==== EXERCISE INPUTS
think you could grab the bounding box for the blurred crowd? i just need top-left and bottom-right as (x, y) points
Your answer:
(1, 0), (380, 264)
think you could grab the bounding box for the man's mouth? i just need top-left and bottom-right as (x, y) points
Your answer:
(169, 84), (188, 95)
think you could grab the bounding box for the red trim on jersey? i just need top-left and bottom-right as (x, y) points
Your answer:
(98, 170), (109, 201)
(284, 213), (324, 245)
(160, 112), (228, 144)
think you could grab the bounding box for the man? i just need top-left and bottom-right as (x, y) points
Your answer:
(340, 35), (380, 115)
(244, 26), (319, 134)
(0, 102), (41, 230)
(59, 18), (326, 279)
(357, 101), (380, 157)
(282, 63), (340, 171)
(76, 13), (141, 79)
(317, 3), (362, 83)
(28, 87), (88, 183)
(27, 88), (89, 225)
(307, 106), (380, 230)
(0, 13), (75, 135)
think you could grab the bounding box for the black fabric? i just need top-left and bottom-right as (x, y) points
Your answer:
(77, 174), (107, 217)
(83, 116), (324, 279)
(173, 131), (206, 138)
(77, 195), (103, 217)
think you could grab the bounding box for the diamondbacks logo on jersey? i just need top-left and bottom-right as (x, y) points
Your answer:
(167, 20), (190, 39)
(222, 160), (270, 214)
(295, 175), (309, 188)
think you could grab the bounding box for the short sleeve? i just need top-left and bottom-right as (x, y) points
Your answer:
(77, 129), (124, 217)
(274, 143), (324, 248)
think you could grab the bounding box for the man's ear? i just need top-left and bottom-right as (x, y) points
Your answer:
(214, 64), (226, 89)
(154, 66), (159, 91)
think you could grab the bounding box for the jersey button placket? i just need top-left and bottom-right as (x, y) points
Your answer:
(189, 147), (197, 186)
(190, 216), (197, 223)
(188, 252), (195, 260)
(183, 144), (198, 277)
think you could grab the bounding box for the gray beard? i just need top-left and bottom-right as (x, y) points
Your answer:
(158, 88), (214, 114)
========
==== EXERCISE INPUTS
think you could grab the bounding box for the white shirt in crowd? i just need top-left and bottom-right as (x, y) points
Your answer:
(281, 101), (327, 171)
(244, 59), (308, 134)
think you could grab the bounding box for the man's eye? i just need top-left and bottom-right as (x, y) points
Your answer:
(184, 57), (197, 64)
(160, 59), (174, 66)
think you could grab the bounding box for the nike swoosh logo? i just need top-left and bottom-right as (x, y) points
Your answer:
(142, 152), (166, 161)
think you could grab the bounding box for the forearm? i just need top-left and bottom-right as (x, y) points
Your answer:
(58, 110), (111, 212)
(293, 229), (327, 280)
========
TASK TO COMPLETE
Would you state how many lines of the data above hold the string "jersey"? Reply with the number alone.

SOLUTION TO THE PROBLEM
3